Developed by Jamila Taaki (MIDAS fellow).

PyStarshade is a Python library for Starshade (or any external occulter) simulations from star-planet system to CCD with Fresnel diffraction methods. This library efficiently calculates output fields using Bluestein FFTs.

What is a starshade? A starshade is a particular apodization (mask), which flown at Fresnel distances from a telescope achieves star-light suppression for imaging exoplanets in orbit around the star.

Numerical diffraction calculations for a starshade must use a very small numerical resolution $d u$ of the starshade $s(u, v)$ in order to accurately calculate starlight suppression. Using a standard FFT to perform these calculations is inefficient as very large zero-padding factors are needed to sample the field at the telescope aperture. The Bluestein FFT is a technique to calculate arbitrary spectral samples of a propagated field, indirectly using FFTs and therefore benefiting from their efficiency. For an $N \cdot N$ starshade mask, and an $M \cdot M$ telescope aperture, the Bluestein FFT approach achieves a complexity of $O((N+M)^2 \log (M+N))$. This technique is utilized in multiple aspects of the optical train to efficiently propagate fields.

Dataset items

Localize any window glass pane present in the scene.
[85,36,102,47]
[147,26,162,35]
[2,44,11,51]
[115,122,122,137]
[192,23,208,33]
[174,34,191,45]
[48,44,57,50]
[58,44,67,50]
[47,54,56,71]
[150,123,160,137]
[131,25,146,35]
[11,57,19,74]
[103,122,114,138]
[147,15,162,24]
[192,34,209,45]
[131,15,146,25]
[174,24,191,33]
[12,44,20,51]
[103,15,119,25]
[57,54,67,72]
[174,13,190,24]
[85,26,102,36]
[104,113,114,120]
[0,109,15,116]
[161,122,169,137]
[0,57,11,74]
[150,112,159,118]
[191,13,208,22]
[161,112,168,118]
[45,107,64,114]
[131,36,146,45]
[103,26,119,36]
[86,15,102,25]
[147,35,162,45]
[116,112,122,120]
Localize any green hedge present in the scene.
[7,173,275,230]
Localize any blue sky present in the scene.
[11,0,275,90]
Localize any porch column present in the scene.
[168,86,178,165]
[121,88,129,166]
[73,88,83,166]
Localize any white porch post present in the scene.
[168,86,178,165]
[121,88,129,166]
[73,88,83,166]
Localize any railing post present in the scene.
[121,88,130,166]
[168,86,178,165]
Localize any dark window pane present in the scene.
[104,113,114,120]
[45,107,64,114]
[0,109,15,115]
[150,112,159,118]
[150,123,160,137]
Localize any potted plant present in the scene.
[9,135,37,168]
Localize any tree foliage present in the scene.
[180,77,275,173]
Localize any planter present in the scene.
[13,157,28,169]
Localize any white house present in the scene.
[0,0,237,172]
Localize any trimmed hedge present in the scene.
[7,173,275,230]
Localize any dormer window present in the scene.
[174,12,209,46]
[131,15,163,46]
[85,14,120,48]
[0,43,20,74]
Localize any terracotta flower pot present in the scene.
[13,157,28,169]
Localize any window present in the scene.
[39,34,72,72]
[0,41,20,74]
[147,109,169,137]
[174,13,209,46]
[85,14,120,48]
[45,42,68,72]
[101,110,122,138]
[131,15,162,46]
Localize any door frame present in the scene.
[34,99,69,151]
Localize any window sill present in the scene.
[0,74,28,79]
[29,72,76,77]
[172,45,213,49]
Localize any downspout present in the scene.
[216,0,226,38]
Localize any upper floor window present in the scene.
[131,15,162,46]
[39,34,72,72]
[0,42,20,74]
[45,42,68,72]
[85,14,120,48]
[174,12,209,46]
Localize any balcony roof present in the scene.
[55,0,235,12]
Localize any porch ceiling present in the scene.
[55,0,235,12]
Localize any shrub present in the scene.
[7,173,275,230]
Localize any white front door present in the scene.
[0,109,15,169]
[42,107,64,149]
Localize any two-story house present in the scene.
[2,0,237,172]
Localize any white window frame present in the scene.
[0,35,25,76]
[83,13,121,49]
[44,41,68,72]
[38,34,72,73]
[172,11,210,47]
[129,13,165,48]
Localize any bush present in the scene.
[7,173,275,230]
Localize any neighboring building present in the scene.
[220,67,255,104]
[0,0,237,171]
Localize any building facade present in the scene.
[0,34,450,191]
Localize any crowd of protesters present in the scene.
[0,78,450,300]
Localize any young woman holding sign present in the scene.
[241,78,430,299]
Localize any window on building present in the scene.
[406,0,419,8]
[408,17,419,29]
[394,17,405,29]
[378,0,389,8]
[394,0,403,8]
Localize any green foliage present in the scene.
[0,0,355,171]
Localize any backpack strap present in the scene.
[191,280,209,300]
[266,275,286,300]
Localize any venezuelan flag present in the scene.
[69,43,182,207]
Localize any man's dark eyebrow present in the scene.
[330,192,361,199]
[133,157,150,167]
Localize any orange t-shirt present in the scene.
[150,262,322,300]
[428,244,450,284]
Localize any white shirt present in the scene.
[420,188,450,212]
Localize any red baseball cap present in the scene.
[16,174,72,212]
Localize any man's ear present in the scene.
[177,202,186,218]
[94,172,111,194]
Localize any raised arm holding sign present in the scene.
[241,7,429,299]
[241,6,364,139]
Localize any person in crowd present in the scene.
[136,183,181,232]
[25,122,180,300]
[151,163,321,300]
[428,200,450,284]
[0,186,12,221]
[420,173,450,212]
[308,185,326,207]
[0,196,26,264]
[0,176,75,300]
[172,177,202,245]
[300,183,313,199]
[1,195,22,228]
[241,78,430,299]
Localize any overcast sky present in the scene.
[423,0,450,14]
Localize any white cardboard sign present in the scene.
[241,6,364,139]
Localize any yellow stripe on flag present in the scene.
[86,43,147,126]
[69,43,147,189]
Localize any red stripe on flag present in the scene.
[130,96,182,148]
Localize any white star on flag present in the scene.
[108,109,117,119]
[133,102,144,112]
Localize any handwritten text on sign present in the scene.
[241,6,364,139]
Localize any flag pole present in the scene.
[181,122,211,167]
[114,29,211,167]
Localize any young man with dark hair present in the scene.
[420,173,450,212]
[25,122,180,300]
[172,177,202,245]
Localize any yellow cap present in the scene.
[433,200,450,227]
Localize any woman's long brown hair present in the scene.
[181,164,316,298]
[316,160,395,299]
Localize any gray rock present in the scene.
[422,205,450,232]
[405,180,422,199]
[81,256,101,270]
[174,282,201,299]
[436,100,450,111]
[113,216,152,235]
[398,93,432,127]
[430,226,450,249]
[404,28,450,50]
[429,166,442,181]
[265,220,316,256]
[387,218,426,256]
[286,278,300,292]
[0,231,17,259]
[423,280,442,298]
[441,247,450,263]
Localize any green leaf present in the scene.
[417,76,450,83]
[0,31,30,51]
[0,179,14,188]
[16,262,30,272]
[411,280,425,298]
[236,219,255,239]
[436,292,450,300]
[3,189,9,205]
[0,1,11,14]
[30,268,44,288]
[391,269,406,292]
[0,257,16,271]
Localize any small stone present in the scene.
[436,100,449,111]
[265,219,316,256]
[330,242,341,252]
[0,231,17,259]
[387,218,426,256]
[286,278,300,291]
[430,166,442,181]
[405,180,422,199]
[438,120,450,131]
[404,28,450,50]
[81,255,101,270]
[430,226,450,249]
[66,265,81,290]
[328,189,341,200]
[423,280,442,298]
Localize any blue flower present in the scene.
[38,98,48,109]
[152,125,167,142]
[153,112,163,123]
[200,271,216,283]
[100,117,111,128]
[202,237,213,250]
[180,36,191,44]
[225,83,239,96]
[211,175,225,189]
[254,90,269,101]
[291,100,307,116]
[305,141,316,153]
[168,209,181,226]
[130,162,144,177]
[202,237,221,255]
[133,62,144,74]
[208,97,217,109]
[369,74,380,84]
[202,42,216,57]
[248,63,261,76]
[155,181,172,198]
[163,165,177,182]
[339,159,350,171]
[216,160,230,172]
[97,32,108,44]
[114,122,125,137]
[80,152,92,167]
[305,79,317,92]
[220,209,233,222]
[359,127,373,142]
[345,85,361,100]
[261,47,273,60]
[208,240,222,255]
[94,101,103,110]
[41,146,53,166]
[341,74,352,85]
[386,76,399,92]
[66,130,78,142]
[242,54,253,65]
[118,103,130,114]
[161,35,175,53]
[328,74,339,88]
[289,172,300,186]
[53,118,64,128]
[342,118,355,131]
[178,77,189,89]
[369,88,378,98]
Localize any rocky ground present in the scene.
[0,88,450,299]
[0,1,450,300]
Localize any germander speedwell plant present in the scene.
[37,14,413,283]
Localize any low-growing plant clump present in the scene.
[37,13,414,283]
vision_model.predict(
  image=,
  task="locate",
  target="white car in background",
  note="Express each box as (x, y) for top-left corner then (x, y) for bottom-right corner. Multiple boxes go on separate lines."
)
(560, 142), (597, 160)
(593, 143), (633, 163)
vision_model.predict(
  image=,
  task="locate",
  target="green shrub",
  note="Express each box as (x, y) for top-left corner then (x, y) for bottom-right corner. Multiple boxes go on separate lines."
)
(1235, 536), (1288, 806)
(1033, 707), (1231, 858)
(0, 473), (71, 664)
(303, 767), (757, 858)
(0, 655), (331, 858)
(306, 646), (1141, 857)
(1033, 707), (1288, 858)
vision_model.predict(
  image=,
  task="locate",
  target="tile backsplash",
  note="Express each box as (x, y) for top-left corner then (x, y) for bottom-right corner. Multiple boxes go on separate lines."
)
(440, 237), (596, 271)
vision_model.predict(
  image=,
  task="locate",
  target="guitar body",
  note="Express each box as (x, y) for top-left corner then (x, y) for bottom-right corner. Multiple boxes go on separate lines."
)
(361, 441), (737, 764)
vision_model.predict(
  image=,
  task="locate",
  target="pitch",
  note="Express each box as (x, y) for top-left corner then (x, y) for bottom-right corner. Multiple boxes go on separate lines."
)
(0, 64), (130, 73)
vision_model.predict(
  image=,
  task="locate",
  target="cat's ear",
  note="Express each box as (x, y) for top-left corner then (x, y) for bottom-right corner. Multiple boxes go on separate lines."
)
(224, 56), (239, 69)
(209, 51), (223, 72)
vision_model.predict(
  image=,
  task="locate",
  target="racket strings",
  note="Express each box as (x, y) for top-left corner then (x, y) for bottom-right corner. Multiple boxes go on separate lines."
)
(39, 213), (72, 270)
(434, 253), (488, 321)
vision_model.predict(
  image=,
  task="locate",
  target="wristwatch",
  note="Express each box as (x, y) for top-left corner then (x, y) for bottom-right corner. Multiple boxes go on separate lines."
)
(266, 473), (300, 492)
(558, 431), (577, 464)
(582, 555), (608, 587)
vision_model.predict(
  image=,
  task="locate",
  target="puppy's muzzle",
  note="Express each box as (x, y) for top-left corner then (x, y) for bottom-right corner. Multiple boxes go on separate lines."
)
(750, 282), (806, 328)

• [Task goal] According to the PyStarshade description, what computational complexity does the Bluestein FFT approach achieve for an N·N starshade mask and an M·M telescope aperture?

• [Reply to the exercise] O((N+M)² log(M+N))